**EXTRACTED DATA:**
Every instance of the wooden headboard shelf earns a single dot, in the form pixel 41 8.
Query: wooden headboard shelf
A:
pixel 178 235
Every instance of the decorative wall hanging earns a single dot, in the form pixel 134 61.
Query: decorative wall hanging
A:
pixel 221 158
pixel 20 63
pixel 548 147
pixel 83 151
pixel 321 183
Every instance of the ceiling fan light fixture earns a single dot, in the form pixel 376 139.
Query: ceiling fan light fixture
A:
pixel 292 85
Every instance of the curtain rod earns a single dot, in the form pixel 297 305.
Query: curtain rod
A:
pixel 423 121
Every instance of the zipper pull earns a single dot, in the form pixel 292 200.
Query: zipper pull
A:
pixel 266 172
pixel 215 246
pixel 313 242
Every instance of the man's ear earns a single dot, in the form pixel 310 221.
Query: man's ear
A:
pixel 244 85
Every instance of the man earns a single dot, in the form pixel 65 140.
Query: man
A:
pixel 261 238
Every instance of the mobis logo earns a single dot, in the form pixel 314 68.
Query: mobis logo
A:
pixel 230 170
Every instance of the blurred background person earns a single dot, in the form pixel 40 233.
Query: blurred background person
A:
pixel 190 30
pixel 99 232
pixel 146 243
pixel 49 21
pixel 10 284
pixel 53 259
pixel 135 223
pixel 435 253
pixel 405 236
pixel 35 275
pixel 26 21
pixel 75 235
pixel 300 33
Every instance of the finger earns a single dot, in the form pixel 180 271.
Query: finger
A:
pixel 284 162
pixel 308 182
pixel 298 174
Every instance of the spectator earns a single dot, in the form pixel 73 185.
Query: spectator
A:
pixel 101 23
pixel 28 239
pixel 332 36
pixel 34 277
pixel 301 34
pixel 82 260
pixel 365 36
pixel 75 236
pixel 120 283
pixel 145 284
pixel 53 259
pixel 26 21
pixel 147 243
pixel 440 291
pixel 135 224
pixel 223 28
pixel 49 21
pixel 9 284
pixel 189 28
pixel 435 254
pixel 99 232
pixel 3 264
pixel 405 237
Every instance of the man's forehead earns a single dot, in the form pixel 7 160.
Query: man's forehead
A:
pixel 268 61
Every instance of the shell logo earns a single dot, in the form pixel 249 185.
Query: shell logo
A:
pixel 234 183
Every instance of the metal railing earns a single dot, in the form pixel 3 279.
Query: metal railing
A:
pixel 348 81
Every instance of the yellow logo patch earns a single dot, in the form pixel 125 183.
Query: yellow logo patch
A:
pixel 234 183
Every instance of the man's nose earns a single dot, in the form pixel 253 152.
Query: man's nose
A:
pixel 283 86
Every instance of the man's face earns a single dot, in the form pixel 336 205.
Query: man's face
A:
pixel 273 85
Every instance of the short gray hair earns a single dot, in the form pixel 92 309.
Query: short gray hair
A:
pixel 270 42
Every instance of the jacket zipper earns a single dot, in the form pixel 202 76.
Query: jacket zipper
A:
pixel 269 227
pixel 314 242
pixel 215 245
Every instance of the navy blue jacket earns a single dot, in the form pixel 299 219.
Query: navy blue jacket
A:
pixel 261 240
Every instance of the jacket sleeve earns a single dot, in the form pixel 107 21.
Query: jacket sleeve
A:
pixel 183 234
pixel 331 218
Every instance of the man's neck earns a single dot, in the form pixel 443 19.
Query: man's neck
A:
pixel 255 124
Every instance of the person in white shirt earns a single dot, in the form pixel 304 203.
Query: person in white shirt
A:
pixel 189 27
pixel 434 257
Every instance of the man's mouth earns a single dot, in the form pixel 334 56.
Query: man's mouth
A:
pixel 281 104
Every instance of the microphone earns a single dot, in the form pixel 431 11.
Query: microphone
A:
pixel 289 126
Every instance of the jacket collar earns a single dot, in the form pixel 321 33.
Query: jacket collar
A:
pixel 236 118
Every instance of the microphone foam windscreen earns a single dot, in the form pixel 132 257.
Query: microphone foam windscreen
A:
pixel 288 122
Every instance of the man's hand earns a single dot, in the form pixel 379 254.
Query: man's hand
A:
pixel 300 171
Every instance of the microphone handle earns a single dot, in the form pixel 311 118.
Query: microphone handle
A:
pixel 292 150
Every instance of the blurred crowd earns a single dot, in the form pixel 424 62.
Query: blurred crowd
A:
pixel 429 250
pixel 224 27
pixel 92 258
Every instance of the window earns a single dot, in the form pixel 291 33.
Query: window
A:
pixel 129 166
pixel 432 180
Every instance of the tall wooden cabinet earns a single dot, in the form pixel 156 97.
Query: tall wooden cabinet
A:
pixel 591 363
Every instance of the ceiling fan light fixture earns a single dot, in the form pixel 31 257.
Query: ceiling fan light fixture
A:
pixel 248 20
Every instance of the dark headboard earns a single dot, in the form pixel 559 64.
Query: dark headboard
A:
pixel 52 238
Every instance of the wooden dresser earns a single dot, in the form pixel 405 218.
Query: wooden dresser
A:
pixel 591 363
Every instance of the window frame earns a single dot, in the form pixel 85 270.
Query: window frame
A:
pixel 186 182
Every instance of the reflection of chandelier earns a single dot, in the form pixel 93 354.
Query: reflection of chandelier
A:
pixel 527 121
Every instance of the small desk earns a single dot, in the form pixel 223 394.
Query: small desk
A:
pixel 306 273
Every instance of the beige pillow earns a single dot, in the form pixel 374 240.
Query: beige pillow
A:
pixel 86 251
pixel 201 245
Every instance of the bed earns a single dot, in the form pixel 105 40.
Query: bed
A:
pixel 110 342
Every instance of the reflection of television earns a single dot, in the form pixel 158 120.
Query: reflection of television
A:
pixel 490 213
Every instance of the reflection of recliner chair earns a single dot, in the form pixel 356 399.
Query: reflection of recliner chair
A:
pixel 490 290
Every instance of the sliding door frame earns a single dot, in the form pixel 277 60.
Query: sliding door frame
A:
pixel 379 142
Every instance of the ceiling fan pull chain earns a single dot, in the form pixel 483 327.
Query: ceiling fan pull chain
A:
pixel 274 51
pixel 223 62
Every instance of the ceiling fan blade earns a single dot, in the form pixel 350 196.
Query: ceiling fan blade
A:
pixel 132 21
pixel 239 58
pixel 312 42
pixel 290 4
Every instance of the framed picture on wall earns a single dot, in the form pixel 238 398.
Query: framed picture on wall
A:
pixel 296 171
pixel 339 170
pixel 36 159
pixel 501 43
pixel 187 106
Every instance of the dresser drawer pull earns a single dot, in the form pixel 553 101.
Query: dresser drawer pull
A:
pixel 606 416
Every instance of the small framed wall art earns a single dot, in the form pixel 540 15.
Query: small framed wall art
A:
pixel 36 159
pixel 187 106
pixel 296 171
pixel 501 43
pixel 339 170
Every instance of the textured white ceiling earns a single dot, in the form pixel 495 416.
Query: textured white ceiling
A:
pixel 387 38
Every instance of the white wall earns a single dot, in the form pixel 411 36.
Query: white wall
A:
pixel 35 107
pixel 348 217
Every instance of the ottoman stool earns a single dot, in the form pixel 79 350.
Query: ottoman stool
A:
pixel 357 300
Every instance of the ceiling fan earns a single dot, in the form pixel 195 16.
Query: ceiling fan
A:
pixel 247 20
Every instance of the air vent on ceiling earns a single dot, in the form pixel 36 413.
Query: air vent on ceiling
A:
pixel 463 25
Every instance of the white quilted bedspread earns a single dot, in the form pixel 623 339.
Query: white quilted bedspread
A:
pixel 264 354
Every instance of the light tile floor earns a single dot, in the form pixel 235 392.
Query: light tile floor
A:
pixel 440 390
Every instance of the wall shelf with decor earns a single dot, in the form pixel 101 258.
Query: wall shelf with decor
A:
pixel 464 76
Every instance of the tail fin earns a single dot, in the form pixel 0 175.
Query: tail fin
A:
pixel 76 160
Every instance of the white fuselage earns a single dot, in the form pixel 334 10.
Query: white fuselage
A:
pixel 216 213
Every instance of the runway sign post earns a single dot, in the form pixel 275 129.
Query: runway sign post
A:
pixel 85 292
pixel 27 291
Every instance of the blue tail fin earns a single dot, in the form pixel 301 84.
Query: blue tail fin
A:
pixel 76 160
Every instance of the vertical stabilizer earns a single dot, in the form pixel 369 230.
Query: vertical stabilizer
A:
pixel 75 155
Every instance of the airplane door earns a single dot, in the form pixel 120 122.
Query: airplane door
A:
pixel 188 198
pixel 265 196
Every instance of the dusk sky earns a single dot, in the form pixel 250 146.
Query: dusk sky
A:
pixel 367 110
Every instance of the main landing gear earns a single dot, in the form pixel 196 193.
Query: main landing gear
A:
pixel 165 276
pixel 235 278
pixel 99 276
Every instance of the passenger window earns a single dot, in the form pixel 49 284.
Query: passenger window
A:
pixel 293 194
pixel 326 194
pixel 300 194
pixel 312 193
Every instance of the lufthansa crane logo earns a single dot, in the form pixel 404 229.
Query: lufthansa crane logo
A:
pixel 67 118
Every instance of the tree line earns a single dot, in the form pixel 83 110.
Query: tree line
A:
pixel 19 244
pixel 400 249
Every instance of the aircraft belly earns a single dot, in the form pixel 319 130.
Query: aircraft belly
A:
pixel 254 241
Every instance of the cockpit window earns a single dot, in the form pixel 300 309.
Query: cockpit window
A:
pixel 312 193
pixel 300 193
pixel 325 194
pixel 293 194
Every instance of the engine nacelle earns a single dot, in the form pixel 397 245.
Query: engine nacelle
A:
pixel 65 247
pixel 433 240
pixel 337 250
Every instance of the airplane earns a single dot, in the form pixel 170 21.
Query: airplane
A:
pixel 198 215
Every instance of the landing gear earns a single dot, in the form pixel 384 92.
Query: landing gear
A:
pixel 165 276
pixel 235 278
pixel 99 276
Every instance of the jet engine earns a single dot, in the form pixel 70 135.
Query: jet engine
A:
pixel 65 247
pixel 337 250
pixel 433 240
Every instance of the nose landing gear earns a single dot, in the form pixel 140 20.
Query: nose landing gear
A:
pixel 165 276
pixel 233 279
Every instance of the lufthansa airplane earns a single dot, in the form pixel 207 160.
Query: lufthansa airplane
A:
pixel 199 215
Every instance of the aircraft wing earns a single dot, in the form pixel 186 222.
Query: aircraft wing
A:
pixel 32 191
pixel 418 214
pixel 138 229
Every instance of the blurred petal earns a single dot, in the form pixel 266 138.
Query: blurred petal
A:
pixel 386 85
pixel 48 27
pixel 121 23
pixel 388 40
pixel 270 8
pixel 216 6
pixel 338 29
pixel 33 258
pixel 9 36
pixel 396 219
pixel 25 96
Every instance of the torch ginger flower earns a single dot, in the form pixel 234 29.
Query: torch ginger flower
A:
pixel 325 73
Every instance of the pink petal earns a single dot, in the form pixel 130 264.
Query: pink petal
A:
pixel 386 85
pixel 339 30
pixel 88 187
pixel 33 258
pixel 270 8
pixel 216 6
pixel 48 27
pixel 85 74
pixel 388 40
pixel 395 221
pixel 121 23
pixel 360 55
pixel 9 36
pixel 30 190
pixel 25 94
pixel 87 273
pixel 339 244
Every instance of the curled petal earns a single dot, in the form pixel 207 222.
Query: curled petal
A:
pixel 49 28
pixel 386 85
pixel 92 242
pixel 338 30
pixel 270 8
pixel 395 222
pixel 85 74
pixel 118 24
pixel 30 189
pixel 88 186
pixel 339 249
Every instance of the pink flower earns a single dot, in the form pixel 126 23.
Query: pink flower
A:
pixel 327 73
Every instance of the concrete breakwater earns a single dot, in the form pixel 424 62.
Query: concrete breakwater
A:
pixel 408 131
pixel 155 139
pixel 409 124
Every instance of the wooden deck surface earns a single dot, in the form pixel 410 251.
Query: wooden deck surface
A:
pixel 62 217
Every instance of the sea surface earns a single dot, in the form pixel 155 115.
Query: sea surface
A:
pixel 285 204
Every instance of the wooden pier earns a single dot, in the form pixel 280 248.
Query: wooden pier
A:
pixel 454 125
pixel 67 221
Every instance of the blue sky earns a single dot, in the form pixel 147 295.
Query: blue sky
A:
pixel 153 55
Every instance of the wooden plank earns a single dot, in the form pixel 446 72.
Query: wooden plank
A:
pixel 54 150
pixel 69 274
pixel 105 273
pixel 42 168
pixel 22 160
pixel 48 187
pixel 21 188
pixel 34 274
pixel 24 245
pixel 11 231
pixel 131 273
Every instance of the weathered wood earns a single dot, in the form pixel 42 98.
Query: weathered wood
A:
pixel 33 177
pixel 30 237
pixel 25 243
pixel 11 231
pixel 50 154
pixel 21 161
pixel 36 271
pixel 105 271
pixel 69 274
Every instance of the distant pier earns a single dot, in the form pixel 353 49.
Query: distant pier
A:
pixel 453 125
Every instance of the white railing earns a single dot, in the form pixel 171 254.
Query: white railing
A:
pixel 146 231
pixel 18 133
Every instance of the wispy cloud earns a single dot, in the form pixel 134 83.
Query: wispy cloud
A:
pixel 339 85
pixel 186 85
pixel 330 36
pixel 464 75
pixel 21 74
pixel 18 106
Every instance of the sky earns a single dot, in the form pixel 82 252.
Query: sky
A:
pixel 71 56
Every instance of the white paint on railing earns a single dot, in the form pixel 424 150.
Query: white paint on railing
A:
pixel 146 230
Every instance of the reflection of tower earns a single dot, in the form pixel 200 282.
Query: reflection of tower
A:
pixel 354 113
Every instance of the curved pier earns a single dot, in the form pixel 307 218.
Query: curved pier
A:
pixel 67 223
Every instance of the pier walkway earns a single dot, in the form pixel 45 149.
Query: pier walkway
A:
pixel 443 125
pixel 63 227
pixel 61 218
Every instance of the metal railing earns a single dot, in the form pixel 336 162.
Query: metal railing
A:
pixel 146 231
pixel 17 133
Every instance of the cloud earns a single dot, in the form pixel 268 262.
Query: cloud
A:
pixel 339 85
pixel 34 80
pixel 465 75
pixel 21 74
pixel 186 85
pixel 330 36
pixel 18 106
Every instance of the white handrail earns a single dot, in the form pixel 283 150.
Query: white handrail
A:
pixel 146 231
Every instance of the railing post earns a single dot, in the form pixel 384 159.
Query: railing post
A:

**WHAT THE TASK REQUIRES:** Copy the lines above verbatim, starting with the line that contains "Every instance of the ceiling fan pull" and continuing through the line that contains "pixel 290 4".

**RESULT BELOW:**
Every instance of the ceiling fan pull chain earns a single dot, in the form pixel 483 327.
Query: ceiling fan pull chain
A:
pixel 274 51
pixel 223 62
Every instance of the ceiling fan blade earns a single dot, in the form pixel 350 196.
Query: ceiling fan blade
A:
pixel 132 21
pixel 239 58
pixel 312 42
pixel 290 4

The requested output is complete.